>> Start Stored records

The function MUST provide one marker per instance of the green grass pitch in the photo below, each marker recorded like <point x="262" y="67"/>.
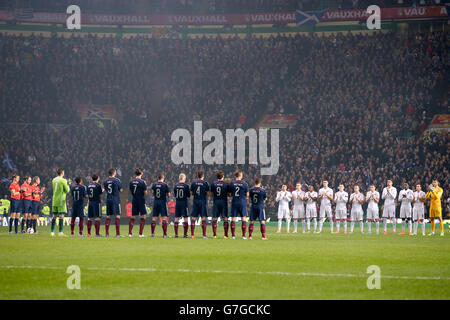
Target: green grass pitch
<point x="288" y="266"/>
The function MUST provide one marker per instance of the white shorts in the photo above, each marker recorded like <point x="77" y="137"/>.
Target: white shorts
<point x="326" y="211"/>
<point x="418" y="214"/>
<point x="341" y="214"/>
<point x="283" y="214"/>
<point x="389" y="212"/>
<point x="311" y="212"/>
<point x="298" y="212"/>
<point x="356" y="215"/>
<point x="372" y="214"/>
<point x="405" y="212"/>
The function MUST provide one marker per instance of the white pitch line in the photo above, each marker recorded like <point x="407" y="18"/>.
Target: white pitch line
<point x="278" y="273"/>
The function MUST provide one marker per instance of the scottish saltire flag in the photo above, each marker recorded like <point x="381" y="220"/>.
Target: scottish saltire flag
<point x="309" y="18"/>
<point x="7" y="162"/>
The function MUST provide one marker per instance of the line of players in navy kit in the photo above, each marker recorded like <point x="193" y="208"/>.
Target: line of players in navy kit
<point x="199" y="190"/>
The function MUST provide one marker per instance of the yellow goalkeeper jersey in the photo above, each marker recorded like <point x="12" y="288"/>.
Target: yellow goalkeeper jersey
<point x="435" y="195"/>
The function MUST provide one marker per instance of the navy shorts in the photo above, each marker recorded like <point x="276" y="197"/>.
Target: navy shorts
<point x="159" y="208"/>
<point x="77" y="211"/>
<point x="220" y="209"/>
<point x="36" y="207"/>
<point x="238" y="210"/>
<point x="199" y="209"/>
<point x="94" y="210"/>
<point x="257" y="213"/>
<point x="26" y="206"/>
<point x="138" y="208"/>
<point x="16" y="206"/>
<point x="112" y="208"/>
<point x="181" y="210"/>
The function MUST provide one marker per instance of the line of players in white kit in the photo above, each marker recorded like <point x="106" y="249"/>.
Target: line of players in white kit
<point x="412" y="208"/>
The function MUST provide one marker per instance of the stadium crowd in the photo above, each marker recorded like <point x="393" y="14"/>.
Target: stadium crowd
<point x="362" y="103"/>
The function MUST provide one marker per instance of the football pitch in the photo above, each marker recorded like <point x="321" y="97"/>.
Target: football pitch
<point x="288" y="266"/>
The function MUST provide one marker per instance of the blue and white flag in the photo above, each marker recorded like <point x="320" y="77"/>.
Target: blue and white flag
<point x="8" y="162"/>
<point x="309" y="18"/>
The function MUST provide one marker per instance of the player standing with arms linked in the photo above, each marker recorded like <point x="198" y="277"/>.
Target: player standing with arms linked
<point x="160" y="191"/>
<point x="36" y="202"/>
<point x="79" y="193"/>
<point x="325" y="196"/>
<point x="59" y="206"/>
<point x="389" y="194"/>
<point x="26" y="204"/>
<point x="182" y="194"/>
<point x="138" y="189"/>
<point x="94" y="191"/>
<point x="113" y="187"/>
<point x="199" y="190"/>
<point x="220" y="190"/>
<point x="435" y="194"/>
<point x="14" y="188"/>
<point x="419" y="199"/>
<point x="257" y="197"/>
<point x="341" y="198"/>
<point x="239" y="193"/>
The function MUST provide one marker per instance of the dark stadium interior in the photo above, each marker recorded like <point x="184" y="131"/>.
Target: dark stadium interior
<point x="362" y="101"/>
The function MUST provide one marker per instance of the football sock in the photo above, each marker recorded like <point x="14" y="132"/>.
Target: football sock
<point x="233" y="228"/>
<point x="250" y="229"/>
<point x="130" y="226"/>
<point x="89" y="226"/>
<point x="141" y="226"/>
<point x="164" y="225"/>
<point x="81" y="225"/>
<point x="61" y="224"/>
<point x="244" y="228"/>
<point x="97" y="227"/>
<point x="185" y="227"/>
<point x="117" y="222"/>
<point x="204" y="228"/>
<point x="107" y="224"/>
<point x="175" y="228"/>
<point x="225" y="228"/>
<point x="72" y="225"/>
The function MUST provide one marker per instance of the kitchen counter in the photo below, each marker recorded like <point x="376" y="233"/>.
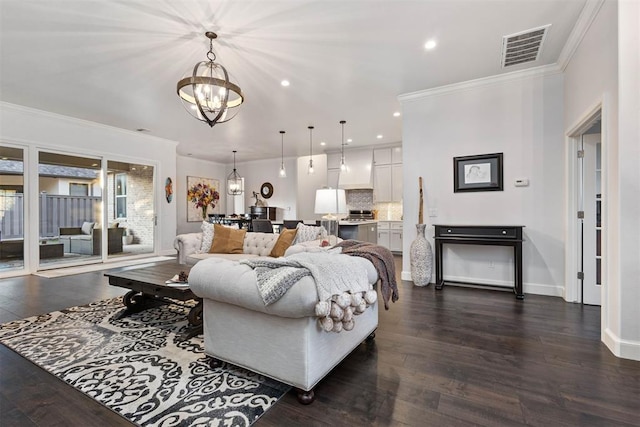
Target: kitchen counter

>> End Stored records

» Task description:
Do not copy pictures. Restate exactly the lines from the one containing "The function MUST provide one marker per instance of the dark" through the last line of the records.

» Answer for the task:
The function MUST provide one marker per instance of the dark stadium interior in the photo above, each marker recorded like <point x="184" y="131"/>.
Target: dark stadium interior
<point x="362" y="101"/>
The function MUST provide one marker per instance of the football sock in the photo above, each marker recorded like <point x="14" y="132"/>.
Target: football sock
<point x="233" y="228"/>
<point x="250" y="229"/>
<point x="130" y="226"/>
<point x="89" y="226"/>
<point x="141" y="226"/>
<point x="164" y="225"/>
<point x="81" y="225"/>
<point x="61" y="224"/>
<point x="244" y="228"/>
<point x="97" y="227"/>
<point x="185" y="227"/>
<point x="117" y="222"/>
<point x="204" y="228"/>
<point x="107" y="224"/>
<point x="175" y="228"/>
<point x="225" y="228"/>
<point x="72" y="225"/>
The function MUST provide one marker per instance of the kitchen counter in the photo below, each marker recorded like <point x="376" y="233"/>.
Target: kitchen counter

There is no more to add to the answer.